> _EXTRAIT CITÉ_
********
IN MEMORIAM

Grozdana Olujić

1934 -2019

 

Olujic 3

Grozdana Olujić
photo : Branko Belić


La loi des séries…

 par

Alain Cappon


Sans doute chacun d’entre nous a-t-il connu ces instants où, comme guidé par une petite voix intérieure, sans même savoir pourquoi ni en avoir conscience, on fait certaines choses que l’on ne pensait pas faire l’instant d’avant. Ainsi le 18 mars je me suis connecté sur le site de
Политика [Politika] pour consulter la rubrique Culture. La première chose que j’y ai vue, c’est le titre en gros caractères

ΠΡΕΜИНУЛА  JЕ  ГРОЗДАНА  ОЛУЈИЋ

Grozdana Olujić est décédée. La nouvelle m’a atterré… D’autant plus que j’avais vu Grozdana Olujić à Belgrade en octobre dernier. Je savais que sa santé s’était altérée, mais quand même…

*

En toute personne publique coexistent deux êtres : celui, public, connu pour son œuvre, artistique ou autre, et celui, secret, qui s’expose peu ou pas. J’ai eu la chance et le bonheur de connaître les deux Grozdana Olujić en parallèle, la femme qu’elle était, et la femme de lettres. Mes souvenirs sont nombreux mais j’en garde un précieusement dans ma mémoire.

En octobre 1990 à Belgrade où j’étais allé pour le salon du Livre, j’avais réussi à contacter Grozdana Olujić au téléphone et je lui avais avoué avoir beaucoup aimé Afrička ljubičica [La Violette africaine]. Nous nous donnâmes rendez-vous l’après-midi dans le salon de l’hôtel où j’étais descendu. Le lendemain Mme Olujić m’expliqua – à tout le moins vertement, et toujours au téléphone – qu’elle m’avait attendu une heure… mais en vain ! Je lui présentai mes excuses et expliquai à mon tour, dans mon pauvre serbe puis en anglais, la stupéfiante mais exacte vérité : soudainement frappé par la grippe, j’avais été cloué au lit pratiquement vingt heures ! Nous nous redonnâmes donc rendez-vous pour le jour suivant. Cette fois plus de « lapin » de ma part : quoique faible, je suis bien présent à l’heure dite et je vois Grozdana Olujić arriver et m’offrir… des médicaments contre la grippe qu’elle était elle-même procurés dans une pharmacie ! Son geste m’a évidemment beaucoup touché mais, autre geste important pour le traducteur quasi débutant que j’étais, elle me donna son aval pour que je traduise Afrička ljubičica. La Violette africaine sera publiée en France, une soirée de promotion sera organisée à Paris au Centre culturel (alors) yougoslave à laquelle Grozdana Olujić tiendra à être présente.

Notre relation s’est renforcée au fil des années, elle ne manquait jamais de venir me saluer aux Rencontres internationales des traducteurs à Belgrade, ni de m’inviter à lui rendre visite pendant mon séjour pour partager un repas où, très curieusement, j’étais… le seul à manger !
********
> _LIGNES PRÉSENTÉES_
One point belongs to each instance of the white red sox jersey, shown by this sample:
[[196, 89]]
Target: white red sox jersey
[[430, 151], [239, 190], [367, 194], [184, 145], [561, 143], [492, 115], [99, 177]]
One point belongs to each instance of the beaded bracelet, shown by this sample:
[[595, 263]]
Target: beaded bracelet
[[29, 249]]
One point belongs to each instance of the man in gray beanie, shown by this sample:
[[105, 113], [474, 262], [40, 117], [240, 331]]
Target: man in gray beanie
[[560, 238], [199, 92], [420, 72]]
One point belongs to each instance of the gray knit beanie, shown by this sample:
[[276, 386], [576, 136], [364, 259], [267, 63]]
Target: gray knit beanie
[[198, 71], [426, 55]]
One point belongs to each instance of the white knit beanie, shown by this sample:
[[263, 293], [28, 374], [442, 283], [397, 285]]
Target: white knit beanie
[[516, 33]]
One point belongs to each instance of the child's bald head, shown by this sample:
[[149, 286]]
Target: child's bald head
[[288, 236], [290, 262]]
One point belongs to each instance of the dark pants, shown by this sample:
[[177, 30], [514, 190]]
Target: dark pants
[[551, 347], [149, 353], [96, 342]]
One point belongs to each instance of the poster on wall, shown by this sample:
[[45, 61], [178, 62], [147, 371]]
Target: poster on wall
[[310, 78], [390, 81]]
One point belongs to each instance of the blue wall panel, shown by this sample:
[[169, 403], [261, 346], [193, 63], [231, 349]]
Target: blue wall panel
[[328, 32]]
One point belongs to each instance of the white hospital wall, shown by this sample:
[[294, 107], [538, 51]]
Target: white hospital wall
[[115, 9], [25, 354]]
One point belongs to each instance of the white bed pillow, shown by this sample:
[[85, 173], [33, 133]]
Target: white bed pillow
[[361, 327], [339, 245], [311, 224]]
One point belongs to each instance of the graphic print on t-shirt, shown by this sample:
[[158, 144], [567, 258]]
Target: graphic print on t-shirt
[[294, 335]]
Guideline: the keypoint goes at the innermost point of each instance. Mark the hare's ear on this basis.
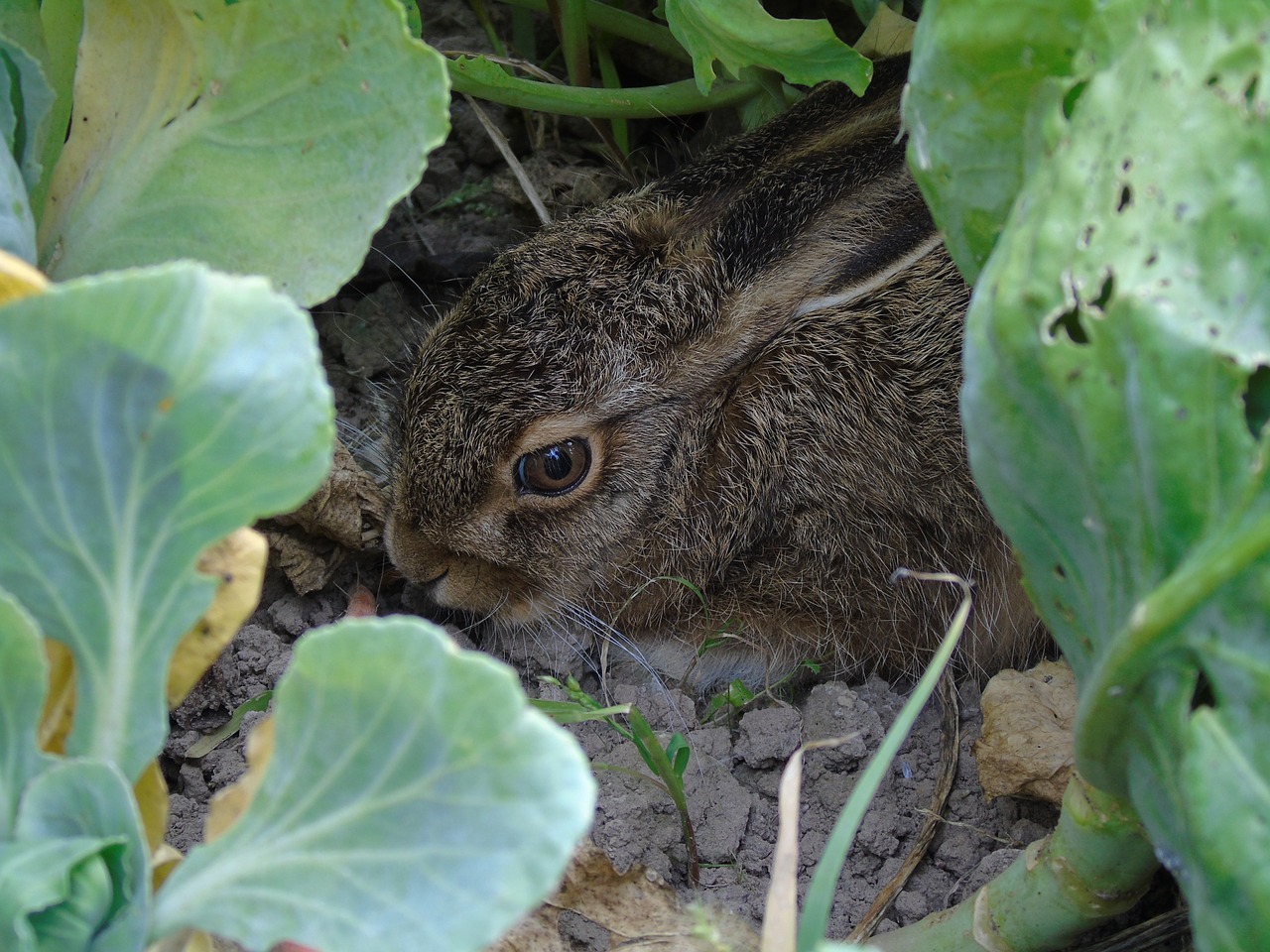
(817, 206)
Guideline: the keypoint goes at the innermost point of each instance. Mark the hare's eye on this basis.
(554, 470)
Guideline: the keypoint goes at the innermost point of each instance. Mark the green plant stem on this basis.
(571, 19)
(1096, 865)
(643, 103)
(1107, 698)
(627, 26)
(654, 754)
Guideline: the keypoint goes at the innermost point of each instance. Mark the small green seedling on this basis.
(667, 763)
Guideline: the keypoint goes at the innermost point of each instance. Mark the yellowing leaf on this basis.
(151, 793)
(18, 278)
(55, 721)
(230, 802)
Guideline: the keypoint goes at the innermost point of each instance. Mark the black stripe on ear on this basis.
(829, 105)
(752, 202)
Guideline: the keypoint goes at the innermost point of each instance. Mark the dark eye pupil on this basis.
(557, 462)
(554, 470)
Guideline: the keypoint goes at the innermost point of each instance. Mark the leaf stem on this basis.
(639, 103)
(1133, 655)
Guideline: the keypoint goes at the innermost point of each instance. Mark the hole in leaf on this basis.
(1256, 400)
(1103, 298)
(1070, 322)
(1072, 98)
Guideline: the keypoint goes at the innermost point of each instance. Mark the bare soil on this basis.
(418, 264)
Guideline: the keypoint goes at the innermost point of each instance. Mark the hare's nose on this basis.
(413, 553)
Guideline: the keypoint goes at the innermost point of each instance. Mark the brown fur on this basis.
(758, 426)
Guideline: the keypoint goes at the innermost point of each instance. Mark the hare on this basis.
(717, 413)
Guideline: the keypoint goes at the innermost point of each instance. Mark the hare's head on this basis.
(744, 377)
(539, 424)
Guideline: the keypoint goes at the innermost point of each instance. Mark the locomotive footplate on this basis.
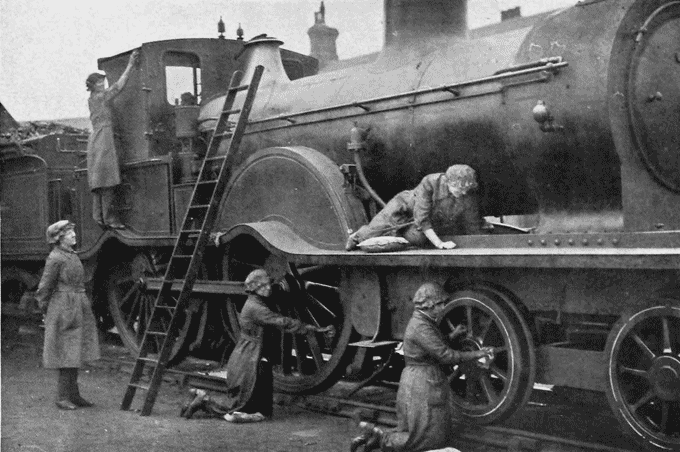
********
> _TRAVAIL DEMANDÉ_
1) Répondez aux questions suivantes à partir de l'hommage à Grozdana Olujić.
(a) Sur quel site et dans quelle rubrique l'auteur a-t-il appris le décès de Grozdana Olujić ?
(b) Quel ouvrage l'auteur lui a-t-il avoué avoir beaucoup aimé, lors de l'appel téléphonique d'octobre 1990 ?
(c) En quel lieu de Paris la soirée de promotion de La Violette africaine a-t-elle été organisée ?
2) Reprenez l'hommage à Grozdana Olujić à la suite de sa dernière phrase.

> _RÉPONSES PAR CONSIGNE_
1)
(a) Sur le site de Политика [Politika], dans la rubrique Culture.
(b) Afrička ljubičica [La Violette africaine].
(c) Au Centre culturel (alors) yougoslave.

2)
*

Grozdana Olujić, femme de lettres, est certes beaucoup plus connue, quoique… N’ont paru en France que trois de ses livres, dont deux dans ma traduction, ce dont je m’honore : La Violette africaine[1], bien sûr, et Des voix dans le vent[2], roman-saga qui se vit décerner à Belgrade en 2009 le prestigieux prix NIN, le Goncourt serbe. Mais il ne faut surtout pas oublier le premier roman qu’elle fit paraître en 1958, à l’âge de 24 ans, Excursion dans le ciel[3]. Bien que publié en Yougoslavie dans une version expurgée (censurée ?), ce livre qui raconte les interrogations et le mal-être d’une jeune fille connut un énorme succès de librairie avant d’être transposé au théâtre, adapté au cinéma, et, surtout, traduit dans de nombreux pays dont la France où les thèmes développés et leur traitement valurent à leur auteur le qualificatif de « Françoise Sagan yougoslave ». D’autres romans suivirent qui connurent eux aussi un beau succès et furent traduits dans de nombreuses langues : Glasam za ljubav [Je vote pour l’amour, 1963, élu meilleur roman à Zagreb), Ne budi zaspale pse [Ne réveille pas les chiens endormis, 1964], Divlje seme [Graines sauvages, 1967]. Aucun n’a paru en traduction française…

L’activité littéraire de Grozdana Olujić ne s’est pas limitée au romanesque. Parlant parfaitement anglais, elle a traduit des pièces d’Arnold Wesker et la romancière indienne Amrita Pritam, et, parallèlement, composé plusieurs anthologies dont Antologija savremene indijske poezije [Anthologie de la poésie indienne contemporaine, 1980] et Antologija ljubavnih bajki sveta [Anthologie des contes amoureux du monde, 2001]. Elle se sera également illustrée comme essayiste, se penchant sur l’œuvre d’écrivains tant serbes – Piši o sebi [Des écrivains parlent d’eux-mêmes, 1959] – qu’étrangers au nombre desquels Thomas Wolfe, Kafka, Marcel Proust, Virginia Woolf.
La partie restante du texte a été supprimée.